» **TRECHO DO TEXTO**:
══════

Os 70 anos da República Popular da China: o percurso e os desafios do modelo chinês, por Ricardo Kotz

É imperativo que passemos a considerar de forma estratégica a posição do Brasil em relação à China nas próximas décadas e igualmente quais os efeitos desta relação para a estrutura econômica doméstica.

Foto Greg Baker – AFP

Os 70 anos da República Popular da China (1949-2019): o percurso e os desafios do modelo chinês

por Ricardo Kotz

A República Popular da China (RPC) foi fundada oficialmente em 01 de Outubro de 1949, após um amplo movimento popular conduzido pelo Partido Comunista. Comemorando os setenta anos da República, realizou-se no dia 01 de outubro de 2019 a maior parada militar da história da China. Um espetáculo que visa simultaneamente mostrar ao mundo o poderio e a modernidade do país, além de consolidar a estabilidade do regime e fortalecer o nacionalismo de sua população.

A revolução que levou Mao Zedong ao poder ocorreu após o fim de uma Guerra Civil que durou 22 anos entre o Partido Comunista e o Partido Nacionalista da China. O Partido Nacionalista (Guomindang) liderado por Chiang Kai Shek foi derrotado e os seus seguidores migraram para a ilha de Formosa (Taiwan), onde estabeleceram um regime alternativo, seguindo parcialmente os moldes do liberalismo político. Desde então, a RPC afirma que Taiwan faz parte da China. O reconhecimento desta posição é um dos pré-requisitos para que qualquer país receba investimentos diretos por parte da China até os dias de hoje, conhecida como a Política da China única (“One China Policy”).

══════

» **LINHAS ARMAZENADAS**:
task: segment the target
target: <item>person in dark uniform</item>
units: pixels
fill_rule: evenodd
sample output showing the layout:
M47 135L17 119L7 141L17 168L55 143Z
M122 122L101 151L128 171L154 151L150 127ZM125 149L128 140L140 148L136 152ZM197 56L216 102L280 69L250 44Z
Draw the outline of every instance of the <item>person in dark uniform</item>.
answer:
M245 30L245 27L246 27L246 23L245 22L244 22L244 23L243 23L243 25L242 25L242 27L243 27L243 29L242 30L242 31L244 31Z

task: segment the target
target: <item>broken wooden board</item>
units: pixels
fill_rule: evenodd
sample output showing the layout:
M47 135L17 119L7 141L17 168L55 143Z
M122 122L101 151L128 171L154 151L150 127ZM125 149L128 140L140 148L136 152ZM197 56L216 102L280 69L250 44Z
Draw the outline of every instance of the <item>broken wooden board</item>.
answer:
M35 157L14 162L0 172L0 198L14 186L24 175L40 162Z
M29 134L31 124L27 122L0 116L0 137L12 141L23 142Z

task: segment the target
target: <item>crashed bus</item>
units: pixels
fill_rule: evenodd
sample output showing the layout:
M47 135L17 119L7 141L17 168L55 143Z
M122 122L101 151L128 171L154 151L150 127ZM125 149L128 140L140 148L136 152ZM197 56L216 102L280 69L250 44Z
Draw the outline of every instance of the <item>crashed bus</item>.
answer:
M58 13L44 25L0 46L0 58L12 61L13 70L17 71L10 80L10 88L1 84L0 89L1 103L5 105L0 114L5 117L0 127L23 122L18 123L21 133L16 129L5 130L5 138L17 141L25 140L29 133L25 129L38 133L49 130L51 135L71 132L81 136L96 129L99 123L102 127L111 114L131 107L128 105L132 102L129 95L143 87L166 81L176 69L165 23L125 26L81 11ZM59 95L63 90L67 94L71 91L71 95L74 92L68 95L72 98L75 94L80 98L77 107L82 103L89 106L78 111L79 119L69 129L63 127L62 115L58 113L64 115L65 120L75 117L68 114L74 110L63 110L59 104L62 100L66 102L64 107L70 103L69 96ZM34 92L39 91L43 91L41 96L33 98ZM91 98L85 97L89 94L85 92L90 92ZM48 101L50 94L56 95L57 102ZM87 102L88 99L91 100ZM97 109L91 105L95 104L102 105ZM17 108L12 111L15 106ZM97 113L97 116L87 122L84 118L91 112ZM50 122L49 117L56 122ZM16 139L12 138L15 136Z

══════

» **TAREFA**: No trecho sobre os 70 anos da República Popular da China, para onde migraram os seguidores do Partido Nacionalista depois da derrota?

» **PROBLEMA RESOLVIDO**: Para a ilha de Formosa (Taiwan).